▶ Stored data
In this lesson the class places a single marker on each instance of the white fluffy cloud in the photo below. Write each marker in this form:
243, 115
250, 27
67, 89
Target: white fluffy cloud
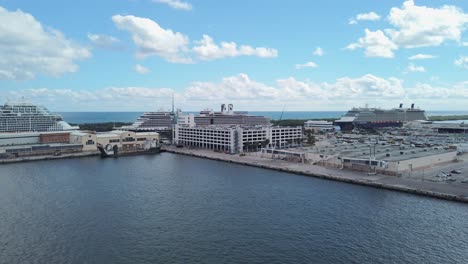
249, 94
309, 64
422, 57
141, 69
413, 68
176, 4
318, 52
152, 39
239, 89
375, 44
27, 49
462, 62
371, 16
103, 41
421, 26
414, 26
206, 49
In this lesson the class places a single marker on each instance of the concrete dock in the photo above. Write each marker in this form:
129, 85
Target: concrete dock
49, 157
447, 191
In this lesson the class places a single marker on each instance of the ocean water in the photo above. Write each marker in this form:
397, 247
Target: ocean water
171, 208
101, 117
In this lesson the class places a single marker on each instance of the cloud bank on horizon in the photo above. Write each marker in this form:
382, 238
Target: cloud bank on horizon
132, 62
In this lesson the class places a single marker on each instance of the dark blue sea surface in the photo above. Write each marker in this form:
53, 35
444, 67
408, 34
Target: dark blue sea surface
171, 208
102, 117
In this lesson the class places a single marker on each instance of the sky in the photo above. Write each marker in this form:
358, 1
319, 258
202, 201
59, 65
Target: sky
260, 55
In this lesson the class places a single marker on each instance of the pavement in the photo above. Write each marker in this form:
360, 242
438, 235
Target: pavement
456, 191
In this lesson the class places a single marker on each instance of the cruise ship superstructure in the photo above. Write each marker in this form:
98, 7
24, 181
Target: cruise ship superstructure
27, 117
165, 120
153, 121
375, 117
227, 116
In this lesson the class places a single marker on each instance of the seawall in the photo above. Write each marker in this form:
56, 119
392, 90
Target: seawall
49, 157
428, 189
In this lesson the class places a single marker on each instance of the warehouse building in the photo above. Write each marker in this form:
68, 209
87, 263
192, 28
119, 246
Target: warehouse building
388, 159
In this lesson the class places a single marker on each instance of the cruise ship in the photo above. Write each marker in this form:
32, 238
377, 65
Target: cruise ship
153, 121
375, 117
27, 117
227, 116
161, 121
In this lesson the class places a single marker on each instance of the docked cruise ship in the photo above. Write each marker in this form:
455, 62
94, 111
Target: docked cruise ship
153, 121
376, 117
27, 117
227, 116
164, 120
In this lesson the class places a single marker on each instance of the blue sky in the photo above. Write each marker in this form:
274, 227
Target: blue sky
132, 55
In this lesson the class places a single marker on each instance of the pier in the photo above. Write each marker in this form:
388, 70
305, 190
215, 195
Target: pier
447, 191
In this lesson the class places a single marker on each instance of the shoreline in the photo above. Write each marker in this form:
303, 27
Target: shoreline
48, 157
427, 189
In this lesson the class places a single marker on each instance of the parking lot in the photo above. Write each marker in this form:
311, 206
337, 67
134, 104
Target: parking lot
432, 174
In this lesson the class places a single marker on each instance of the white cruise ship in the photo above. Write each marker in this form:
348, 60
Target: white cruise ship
27, 117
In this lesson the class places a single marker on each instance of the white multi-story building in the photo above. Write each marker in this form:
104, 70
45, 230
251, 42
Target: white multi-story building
235, 138
319, 125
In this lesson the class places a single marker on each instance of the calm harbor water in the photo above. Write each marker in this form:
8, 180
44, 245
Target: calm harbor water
171, 208
101, 117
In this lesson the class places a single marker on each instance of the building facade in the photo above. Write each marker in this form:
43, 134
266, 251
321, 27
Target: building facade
235, 139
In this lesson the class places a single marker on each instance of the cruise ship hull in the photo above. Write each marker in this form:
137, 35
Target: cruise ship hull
115, 152
369, 118
346, 126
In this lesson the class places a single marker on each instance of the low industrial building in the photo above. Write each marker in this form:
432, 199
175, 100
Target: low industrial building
451, 128
235, 138
126, 140
87, 139
389, 159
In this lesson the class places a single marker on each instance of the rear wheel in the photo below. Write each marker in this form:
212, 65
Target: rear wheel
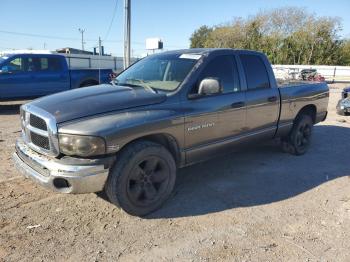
142, 178
299, 139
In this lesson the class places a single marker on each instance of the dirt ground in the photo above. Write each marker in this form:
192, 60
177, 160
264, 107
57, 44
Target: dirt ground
258, 205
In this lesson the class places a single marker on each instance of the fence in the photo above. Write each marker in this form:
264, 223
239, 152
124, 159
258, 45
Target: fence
331, 73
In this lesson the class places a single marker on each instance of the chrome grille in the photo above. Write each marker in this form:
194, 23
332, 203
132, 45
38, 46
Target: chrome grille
40, 141
38, 122
39, 130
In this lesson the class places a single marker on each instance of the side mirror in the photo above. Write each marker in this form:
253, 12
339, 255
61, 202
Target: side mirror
209, 86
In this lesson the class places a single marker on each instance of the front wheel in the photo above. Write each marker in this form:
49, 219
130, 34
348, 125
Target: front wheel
299, 139
142, 178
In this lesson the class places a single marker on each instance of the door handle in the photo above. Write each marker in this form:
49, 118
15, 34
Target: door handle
238, 104
272, 99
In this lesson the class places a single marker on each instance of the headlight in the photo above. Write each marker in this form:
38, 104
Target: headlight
75, 145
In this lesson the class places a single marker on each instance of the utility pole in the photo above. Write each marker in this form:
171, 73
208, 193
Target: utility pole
127, 14
82, 38
99, 59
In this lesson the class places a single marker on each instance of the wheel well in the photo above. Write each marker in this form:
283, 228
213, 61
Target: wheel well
89, 82
309, 110
166, 140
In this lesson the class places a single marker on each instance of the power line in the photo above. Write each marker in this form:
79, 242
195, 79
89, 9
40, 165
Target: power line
61, 37
111, 23
82, 38
72, 38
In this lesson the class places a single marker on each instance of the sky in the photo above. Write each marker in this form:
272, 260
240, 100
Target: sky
52, 24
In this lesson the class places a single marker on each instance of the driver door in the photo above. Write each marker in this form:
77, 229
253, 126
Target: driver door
15, 79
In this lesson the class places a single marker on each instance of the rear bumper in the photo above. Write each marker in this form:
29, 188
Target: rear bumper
58, 176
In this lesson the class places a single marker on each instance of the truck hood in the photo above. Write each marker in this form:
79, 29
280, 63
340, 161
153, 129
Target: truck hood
94, 100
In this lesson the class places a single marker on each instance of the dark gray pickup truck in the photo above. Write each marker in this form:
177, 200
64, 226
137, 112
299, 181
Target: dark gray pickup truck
165, 112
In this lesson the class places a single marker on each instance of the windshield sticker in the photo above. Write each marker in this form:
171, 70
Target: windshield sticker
190, 56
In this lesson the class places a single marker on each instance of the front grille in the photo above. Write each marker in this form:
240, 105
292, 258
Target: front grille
38, 122
40, 141
39, 130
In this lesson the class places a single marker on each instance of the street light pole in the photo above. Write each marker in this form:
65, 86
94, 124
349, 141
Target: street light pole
82, 37
127, 14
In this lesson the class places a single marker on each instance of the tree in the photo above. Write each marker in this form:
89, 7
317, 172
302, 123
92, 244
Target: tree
286, 35
199, 36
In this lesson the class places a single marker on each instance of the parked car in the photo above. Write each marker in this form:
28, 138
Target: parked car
35, 75
343, 106
167, 111
311, 75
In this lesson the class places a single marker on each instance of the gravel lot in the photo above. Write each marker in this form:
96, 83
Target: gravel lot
258, 205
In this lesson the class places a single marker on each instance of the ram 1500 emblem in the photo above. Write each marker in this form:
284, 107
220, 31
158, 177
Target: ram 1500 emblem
197, 127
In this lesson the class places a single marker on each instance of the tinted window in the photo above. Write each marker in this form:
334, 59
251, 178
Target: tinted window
162, 72
54, 64
225, 68
255, 72
15, 65
43, 64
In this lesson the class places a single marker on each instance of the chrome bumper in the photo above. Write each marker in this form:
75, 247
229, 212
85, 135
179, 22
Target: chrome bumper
57, 176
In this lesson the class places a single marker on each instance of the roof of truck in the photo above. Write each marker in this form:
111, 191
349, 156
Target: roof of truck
203, 51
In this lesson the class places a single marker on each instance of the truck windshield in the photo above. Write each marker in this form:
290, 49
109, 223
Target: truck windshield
3, 58
159, 72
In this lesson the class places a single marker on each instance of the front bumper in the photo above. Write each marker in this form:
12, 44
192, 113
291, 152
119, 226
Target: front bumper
57, 175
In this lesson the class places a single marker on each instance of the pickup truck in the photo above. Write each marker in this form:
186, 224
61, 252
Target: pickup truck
34, 75
166, 111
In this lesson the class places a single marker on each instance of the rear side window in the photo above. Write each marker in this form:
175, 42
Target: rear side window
54, 64
15, 65
225, 68
255, 72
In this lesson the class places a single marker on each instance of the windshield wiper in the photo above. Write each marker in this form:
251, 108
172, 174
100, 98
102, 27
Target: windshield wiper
143, 84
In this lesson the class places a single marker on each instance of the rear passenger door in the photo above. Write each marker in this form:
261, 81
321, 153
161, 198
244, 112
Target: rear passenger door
49, 74
15, 80
214, 118
262, 100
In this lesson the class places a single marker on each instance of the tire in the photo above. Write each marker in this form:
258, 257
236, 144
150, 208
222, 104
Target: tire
299, 139
142, 178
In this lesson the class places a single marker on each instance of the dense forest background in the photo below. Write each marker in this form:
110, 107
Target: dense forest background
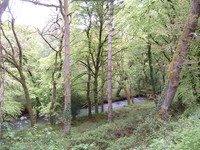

▶ Problem to solve
Across the entries, how many lines hold the word "background"? Say only the number.

▶ Exercise output
2